------ DATASET CONTENT

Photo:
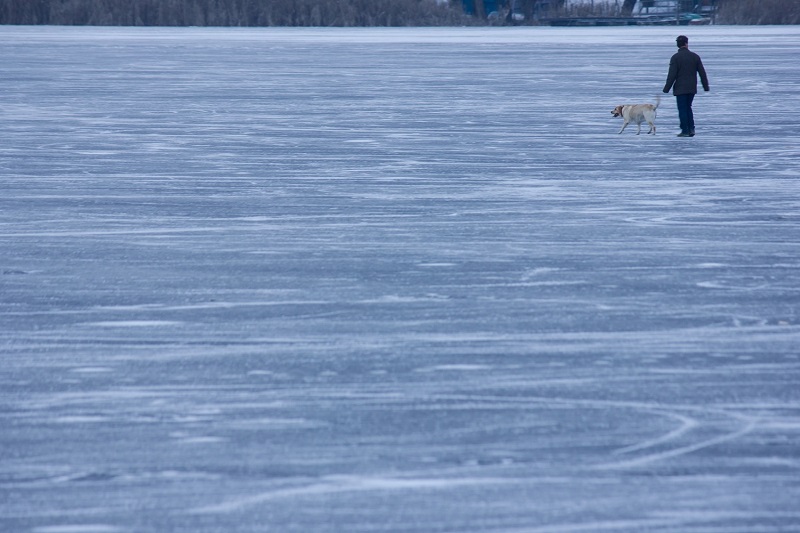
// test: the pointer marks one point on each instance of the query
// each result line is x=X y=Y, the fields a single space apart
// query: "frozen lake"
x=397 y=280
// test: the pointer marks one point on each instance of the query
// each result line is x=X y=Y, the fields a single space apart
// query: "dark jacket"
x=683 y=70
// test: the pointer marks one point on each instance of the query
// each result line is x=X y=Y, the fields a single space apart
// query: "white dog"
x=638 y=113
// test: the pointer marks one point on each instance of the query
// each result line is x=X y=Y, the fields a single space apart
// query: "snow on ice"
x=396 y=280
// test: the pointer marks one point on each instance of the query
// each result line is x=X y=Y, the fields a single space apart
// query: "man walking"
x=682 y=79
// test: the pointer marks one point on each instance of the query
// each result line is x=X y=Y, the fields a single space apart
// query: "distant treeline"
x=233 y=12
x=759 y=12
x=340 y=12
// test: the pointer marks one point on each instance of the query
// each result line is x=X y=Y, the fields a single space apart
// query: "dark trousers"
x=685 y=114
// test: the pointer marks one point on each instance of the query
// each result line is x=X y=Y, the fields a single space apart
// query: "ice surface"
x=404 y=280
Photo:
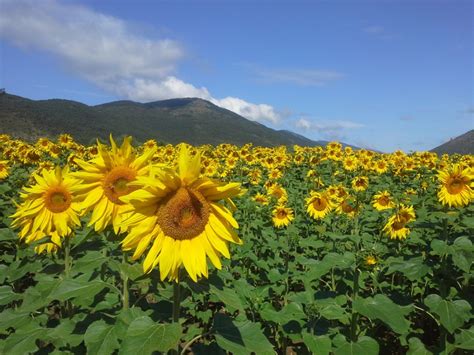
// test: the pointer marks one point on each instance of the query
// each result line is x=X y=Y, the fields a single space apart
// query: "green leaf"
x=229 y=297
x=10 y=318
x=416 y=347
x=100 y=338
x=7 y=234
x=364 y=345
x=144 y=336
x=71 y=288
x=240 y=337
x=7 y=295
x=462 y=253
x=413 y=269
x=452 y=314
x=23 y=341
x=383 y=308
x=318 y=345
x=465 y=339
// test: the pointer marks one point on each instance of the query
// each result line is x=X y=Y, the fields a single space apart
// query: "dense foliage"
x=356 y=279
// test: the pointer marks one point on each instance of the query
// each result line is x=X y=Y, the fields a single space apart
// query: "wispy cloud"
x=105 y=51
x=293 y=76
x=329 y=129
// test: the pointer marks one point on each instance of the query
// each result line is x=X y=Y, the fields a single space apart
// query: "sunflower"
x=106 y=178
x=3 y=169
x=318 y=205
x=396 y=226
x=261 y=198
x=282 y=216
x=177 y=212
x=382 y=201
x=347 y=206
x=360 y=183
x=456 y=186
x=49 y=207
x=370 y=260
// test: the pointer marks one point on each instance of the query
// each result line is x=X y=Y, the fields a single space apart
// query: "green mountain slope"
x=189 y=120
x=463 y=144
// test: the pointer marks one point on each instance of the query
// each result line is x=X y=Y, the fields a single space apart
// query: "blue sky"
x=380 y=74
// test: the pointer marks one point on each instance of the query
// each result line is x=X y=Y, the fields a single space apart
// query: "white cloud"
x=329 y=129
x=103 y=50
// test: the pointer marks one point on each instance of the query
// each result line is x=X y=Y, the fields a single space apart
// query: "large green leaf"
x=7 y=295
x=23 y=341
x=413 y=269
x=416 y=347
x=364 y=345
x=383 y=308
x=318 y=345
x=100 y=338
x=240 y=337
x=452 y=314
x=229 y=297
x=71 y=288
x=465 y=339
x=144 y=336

------------

EXERCISE DIRECTIONS -> Rescale the lines from the very first one through the line that contains "x=397 y=280", writing them all out again, requests included, with every coordinate in the answers multiplied by 0.45 and rounded to a whole number, halves rounding up. Leave the pictures out of your answer.

RESULT OF THE EXERCISE ->
Photo:
// test: the pointer marks one point on each instance of the query
// each result line is x=X y=Y, the fields a single space apart
// query: "frozen lake"
x=179 y=126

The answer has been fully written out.